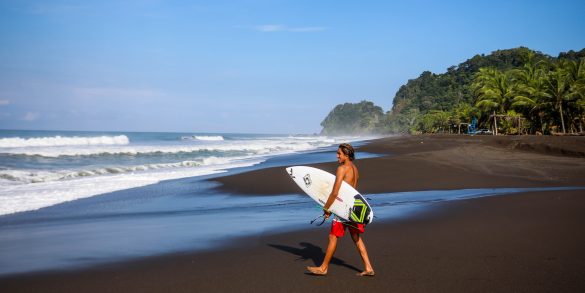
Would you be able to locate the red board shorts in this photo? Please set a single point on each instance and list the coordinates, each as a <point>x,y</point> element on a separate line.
<point>338,228</point>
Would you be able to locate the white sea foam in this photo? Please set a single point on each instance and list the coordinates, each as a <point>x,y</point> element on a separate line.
<point>209,138</point>
<point>25,189</point>
<point>252,147</point>
<point>27,197</point>
<point>17,142</point>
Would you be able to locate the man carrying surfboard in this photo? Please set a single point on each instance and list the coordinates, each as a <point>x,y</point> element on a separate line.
<point>348,172</point>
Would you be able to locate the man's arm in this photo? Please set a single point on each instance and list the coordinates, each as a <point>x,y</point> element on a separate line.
<point>339,175</point>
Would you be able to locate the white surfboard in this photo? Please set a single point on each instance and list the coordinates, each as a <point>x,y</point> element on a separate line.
<point>349,205</point>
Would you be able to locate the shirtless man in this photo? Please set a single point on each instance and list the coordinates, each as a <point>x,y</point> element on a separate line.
<point>347,172</point>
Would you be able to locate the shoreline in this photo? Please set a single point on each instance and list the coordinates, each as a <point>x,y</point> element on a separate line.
<point>522,242</point>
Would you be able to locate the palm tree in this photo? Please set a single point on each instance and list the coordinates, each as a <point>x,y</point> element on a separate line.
<point>576,97</point>
<point>494,92</point>
<point>557,89</point>
<point>529,96</point>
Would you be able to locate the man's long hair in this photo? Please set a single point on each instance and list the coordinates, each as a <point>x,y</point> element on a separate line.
<point>347,149</point>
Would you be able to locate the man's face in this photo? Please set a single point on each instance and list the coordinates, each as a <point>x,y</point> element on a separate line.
<point>341,157</point>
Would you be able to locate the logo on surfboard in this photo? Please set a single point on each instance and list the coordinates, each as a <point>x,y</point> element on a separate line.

----

**Task to complete**.
Output a verbatim copy of the entries and skip the pictures.

**Task result**.
Would you be able to locate the red board shorts in this photo? Please set a single point on each instance and list the coordinates, each as a <point>x,y</point> element on a separate line.
<point>338,228</point>
Would you be able to locate the white sea foam in this photo? Please set a single point on each instance and list the coordinates, each as a <point>x,y</point> element on a separate line.
<point>209,138</point>
<point>25,189</point>
<point>252,147</point>
<point>27,197</point>
<point>17,142</point>
Would you be able to locate the man carrying surfboard in this photo? Please set a single point on each instance and list the coordinates, each as a <point>x,y</point> element on a separate line.
<point>348,172</point>
Would you be able to locate the man's arm in this photo? Please set a single point on each instance and list the coordinates, each as a <point>x,y</point> element on a separate line.
<point>339,175</point>
Would you be able to locate the white surfboard in this photo? Please set a single point on each instance and list the coordinates, each as a <point>x,y</point> element on a separate line.
<point>349,205</point>
Would you be able to locate the shirtless man in this photo? Please set a single point on each instance and list the coordinates, each as a <point>x,y</point> element on a separate line.
<point>347,172</point>
Would you be able to locate the shoreline in this photo? Please set a single point on each instance and list the coordinates, each as a <point>x,y</point> element on a separate line.
<point>522,242</point>
Would you be able to locate the palm tree in this photo? Please set a single point on each instance and list the coordinates, each as a <point>x,y</point> element on a separate line.
<point>576,97</point>
<point>494,92</point>
<point>557,89</point>
<point>529,96</point>
Would you be able to locate the man's long hair in this photo? Please set a single point on each instance and list the coordinates, each as a <point>x,y</point> element on a separate line.
<point>347,149</point>
Would you be able to locate the man's face in this photo? Please set a single point on each instance and list the coordinates, each as a <point>x,y</point> element on a separate line.
<point>341,157</point>
Would you be able to locate the logo on surfboard in this photo? Please set a single point on each instance and list the coordinates, each as a <point>x,y</point> element on a separate line.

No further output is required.